### Supplied data
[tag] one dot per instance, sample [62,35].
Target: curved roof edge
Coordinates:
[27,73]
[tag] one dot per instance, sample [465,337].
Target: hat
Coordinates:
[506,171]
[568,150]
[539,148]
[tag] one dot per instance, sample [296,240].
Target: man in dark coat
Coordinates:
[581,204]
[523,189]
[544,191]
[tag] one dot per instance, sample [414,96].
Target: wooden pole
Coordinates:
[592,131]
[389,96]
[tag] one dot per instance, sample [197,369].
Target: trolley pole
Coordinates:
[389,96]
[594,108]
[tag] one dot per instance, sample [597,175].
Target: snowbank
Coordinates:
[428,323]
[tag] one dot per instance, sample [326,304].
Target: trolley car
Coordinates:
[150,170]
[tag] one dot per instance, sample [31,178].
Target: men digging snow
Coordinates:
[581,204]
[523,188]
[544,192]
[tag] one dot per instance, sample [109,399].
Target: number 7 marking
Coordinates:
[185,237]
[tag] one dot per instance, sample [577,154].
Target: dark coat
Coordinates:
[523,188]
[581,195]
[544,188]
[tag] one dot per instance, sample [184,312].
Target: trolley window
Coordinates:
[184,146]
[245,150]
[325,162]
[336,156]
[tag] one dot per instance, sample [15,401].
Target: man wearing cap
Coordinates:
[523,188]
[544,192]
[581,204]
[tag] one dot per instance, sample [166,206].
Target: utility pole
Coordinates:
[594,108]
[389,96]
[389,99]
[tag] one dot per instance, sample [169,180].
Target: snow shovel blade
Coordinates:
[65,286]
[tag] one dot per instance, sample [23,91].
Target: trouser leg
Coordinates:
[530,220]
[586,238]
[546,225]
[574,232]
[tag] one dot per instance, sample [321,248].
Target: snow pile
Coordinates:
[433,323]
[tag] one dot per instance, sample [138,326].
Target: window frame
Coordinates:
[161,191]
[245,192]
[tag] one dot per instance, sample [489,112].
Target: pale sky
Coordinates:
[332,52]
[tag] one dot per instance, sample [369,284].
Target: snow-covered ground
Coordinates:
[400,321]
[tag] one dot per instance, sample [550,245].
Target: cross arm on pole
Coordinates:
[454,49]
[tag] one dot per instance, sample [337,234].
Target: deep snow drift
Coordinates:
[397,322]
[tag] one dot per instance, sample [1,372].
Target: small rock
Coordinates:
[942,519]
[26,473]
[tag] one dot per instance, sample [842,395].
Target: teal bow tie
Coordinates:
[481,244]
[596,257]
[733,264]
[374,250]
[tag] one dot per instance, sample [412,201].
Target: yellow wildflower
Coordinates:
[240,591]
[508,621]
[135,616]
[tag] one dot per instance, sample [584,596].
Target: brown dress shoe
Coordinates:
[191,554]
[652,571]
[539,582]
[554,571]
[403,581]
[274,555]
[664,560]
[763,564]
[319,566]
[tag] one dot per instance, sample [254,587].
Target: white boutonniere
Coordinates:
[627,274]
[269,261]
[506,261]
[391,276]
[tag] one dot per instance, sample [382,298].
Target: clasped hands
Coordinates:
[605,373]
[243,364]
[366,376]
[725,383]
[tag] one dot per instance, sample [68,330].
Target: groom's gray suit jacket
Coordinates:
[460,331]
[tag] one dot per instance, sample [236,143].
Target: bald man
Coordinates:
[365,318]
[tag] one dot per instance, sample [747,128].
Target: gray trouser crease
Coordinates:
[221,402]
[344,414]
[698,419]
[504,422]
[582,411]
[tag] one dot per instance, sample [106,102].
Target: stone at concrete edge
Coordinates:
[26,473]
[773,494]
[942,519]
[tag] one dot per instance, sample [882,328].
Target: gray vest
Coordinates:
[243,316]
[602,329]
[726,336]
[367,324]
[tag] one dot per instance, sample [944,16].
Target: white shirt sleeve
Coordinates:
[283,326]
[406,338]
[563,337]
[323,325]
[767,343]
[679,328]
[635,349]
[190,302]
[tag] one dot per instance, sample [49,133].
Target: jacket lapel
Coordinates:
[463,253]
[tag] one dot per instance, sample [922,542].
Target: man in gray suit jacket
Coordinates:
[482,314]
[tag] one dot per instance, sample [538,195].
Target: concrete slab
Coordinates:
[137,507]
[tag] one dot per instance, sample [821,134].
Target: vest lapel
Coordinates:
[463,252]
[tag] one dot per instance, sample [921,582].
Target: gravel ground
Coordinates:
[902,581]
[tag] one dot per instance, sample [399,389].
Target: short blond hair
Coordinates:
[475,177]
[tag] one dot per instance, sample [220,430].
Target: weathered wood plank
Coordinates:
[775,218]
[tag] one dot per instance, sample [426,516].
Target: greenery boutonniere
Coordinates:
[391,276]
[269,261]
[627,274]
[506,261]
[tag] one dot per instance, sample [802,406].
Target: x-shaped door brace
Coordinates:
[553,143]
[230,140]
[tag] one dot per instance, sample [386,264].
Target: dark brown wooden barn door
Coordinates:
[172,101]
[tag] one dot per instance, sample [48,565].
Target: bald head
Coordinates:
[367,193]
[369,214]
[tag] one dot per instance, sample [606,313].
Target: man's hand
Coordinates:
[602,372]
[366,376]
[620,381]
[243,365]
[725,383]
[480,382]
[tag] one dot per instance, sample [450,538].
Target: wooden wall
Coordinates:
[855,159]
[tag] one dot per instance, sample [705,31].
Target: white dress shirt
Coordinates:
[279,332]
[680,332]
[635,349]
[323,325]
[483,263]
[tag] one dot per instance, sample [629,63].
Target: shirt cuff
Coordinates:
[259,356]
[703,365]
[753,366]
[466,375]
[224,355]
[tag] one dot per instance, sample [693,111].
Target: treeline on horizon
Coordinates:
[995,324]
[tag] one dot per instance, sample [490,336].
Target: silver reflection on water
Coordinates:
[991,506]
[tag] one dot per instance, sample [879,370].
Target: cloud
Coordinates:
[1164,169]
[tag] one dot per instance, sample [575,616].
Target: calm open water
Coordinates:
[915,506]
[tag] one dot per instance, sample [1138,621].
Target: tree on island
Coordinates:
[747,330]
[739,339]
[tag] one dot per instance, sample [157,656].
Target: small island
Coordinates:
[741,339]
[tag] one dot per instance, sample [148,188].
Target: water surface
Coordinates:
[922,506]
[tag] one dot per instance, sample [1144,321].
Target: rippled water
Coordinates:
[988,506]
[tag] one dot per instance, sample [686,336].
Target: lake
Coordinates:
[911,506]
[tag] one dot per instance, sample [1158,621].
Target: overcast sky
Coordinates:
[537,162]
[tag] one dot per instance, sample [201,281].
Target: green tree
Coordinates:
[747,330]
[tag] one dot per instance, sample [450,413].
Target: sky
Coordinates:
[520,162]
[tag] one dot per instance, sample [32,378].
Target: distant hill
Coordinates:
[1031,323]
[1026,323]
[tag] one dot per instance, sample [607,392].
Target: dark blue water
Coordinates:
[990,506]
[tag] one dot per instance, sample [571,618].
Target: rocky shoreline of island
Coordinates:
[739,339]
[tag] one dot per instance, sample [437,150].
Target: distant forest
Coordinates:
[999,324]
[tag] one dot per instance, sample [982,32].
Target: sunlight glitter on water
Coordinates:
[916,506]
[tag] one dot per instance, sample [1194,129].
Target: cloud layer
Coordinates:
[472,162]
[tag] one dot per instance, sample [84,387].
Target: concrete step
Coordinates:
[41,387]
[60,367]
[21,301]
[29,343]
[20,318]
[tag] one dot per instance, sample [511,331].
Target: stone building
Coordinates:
######
Written request:
Extract every record. Keep wording exact.

Expected answer:
[tag] one dot per instance, sample [62,35].
Target: curved roof edge
Coordinates:
[27,73]
[tag] one dot per instance, sample [465,337].
Target: hat
Coordinates:
[506,171]
[568,150]
[539,148]
[tag] one dot per instance, sample [296,240].
Target: man in dark coat
Coordinates:
[581,204]
[523,189]
[544,191]
[tag] one dot per instance, sample [414,96].
Target: wooden pole
Coordinates:
[592,131]
[389,96]
[tag] one dot per instance, sample [197,369].
Target: trolley pole
Coordinates:
[389,96]
[594,108]
[tag] one dot per instance, sample [597,175].
Target: snowbank
Coordinates:
[428,323]
[tag] one dot per instance, sample [326,304].
Target: trolley car
Coordinates:
[150,170]
[tag] one dot per instance, sample [31,178].
Target: men digging snow
Coordinates:
[581,204]
[523,188]
[544,192]
[tag] one dot per instance, sample [109,399].
Target: number 7 marking
Coordinates:
[185,237]
[tag] one dot per instance, sample [577,154].
Target: dark coat
Coordinates:
[523,188]
[581,195]
[544,188]
[tag] one dot per instance, sample [184,312].
Target: trolley window
Coordinates:
[184,146]
[245,150]
[325,162]
[336,156]
[tag] one dot per instance, sample [15,401].
Target: man wearing cap
Coordinates:
[523,188]
[544,192]
[581,204]
[tag] one dot per instance, sample [166,206].
Target: utility pole
Coordinates:
[594,108]
[389,96]
[389,99]
[tag] one dot per instance, sample [169,180].
Target: snow shovel blade
Coordinates:
[65,286]
[tag] one dot per instance, sample [23,91].
Target: trouser leg
Coordinates:
[530,220]
[586,238]
[546,225]
[574,232]
[tag] one dot per instance, sample [321,248].
Target: snow pile
Coordinates:
[433,323]
[tag] one dot per instance, sample [138,326].
Target: window frame
Coordinates:
[161,191]
[245,192]
[tag] one dot per instance, sample [489,112].
Target: pale sky
Coordinates:
[332,52]
[tag] one dot per instance, sample [369,284].
Target: snow-covered ground
Coordinates:
[400,321]
[tag] one dot per instance, sample [550,245].
Target: cross arm on pole
Coordinates:
[454,49]
[tag] one dot per instance, sample [337,234].
Target: deep snow drift
Coordinates:
[397,322]
[tag] one dot per instance, sample [1,372].
Target: small rock
Coordinates:
[942,519]
[26,473]
[tag] one dot per instance, sample [842,395].
Target: teal bow tie
Coordinates:
[481,244]
[596,257]
[733,264]
[374,250]
[tag] one dot per instance, sample [412,201].
Target: yellow wildflower
Coordinates:
[240,591]
[508,621]
[135,616]
[tag] one dot per instance, sample [584,596].
Target: brown dress shoe
Coordinates:
[191,554]
[652,571]
[539,582]
[554,571]
[403,581]
[274,555]
[664,560]
[763,564]
[319,566]
[tag] one dot per instance, sample [254,587].
Target: white boutonniere
Coordinates:
[627,274]
[269,261]
[506,261]
[391,276]
[tag] one dot per instance, sample [382,298].
Target: clasped hands
Coordinates:
[605,373]
[243,364]
[366,376]
[725,383]
[tag] one dot per instance, sample [68,330].
Target: groom's gray suit jacket
Coordinates:
[460,331]
[tag] one dot per instance, sample [236,143].
Target: bald man
Coordinates:
[365,318]
[tag] one dot per instance, sample [747,128].
Target: gray trouser crease
Coordinates:
[221,402]
[344,414]
[698,419]
[504,422]
[582,411]
[tag] one dot per instance, sample [106,102].
Target: stone at concrete edge
Coordinates:
[26,473]
[773,494]
[942,519]
[tag] one dot per instance, sample [882,328].
Target: gray vest
Coordinates:
[243,316]
[602,329]
[726,336]
[367,324]
[tag] one dot per instance, sample [944,16].
Target: white shirt sleeve
Coordinates:
[283,326]
[406,338]
[563,337]
[323,325]
[767,343]
[679,328]
[635,349]
[190,302]
[tag] one dot per instance, sample [49,133].
Target: jacket lapel
Coordinates:
[463,253]
[tag] one dot per instance, sample [922,542].
Target: man in gray suit jacket
Coordinates:
[482,314]
[tag] one dot per instance, sample [538,195].
Target: concrete slab
Coordinates:
[137,507]
[tag] one dot per instance, sample [821,134].
Target: vest lapel
Coordinates:
[463,252]
[tag] one dot per instance, sample [921,582].
Target: gravel ground
Coordinates:
[902,581]
[tag] one dot per instance, sample [399,389].
Target: short blond hair
Coordinates:
[475,177]
[tag] one dot per instance, sample [220,430].
Target: weathered wood plank
Coordinates:
[775,218]
[tag] one dot per instance, sample [426,516].
Target: greenery boutonniere
Coordinates:
[391,276]
[269,261]
[627,274]
[506,261]
[tag] one dot per instance, sample [802,406].
Target: x-shaped door brace
Coordinates:
[553,143]
[230,140]
[tag] one dot per instance, sample [386,264].
Target: dark brown wooden barn door
Coordinates:
[172,101]
[tag] one dot per instance, sample [48,565].
Target: bald head
Coordinates:
[367,193]
[369,214]
[tag] one dot per instance, sample [606,313].
Target: man's hand
Coordinates:
[602,372]
[366,376]
[620,381]
[243,365]
[725,383]
[480,382]
[tag] one dot per instance, sample [450,538].
Target: wooden wall
Coordinates:
[855,159]
[tag] one dot per instance, sample [705,31].
Target: white dress shirt
Coordinates:
[279,332]
[680,332]
[635,349]
[323,325]
[483,263]
[tag] one dot per instance, sample [629,63].
Target: shirt cuff
Coordinates:
[259,356]
[703,365]
[753,366]
[466,375]
[224,355]
[tag] one dot per instance, sample [693,111].
Target: treeline on horizon
Coordinates:
[995,324]
[tag] one dot per instance, sample [490,336].
Target: silver reflection on water
Coordinates:
[991,506]
[tag] one dot per instance, sample [879,370].
Target: cloud
Coordinates:
[1164,169]
[tag] one dot per instance, sample [575,616].
Target: calm open water
Coordinates:
[915,506]
[tag] one dot per instance, sample [1138,621].
Target: tree on island
Coordinates:
[747,330]
[739,339]
[tag] one dot per instance, sample [157,656].
Target: small island
Coordinates:
[741,339]
[tag] one dot per instance, sample [148,188].
Target: water surface
Coordinates:
[922,506]
[tag] one dot per instance, sample [1144,321].
Target: rippled water
Coordinates:
[988,506]
[tag] one dot per instance, sample [686,336].
Target: lake
Coordinates:
[911,506]
[tag] one dot per instance, sample [1158,621].
Target: overcast sky
Coordinates:
[537,162]
[tag] one dot per instance, sample [201,281].
Target: green tree
Coordinates:
[747,330]
[tag] one dot per instance, sample [450,413].
Target: sky
Coordinates:
[520,162]
[tag] one dot per instance, sample [32,378].
Target: distant hill
Coordinates:
[1031,323]
[1026,323]
[tag] one dot per instance, sample [607,392].
Target: dark blue water
Coordinates:
[990,506]
[tag] one dot per instance, sample [571,618].
Target: rocky shoreline of island
Coordinates:
[739,339]
[tag] one dot per instance, sample [437,150].
Target: distant forest
Coordinates:
[999,324]
[tag] one dot per instance, sample [982,32].
Target: sunlight glitter on water
Coordinates:
[916,506]
[tag] one dot per instance, sample [1194,129].
Target: cloud layer
Coordinates:
[472,162]
[tag] one dot per instance, sample [84,387].
Target: concrete step
Coordinates:
[41,387]
[60,367]
[21,301]
[29,343]
[20,318]
[tag] one dot per instance, sample [511,331].
Target: stone building
Coordinates:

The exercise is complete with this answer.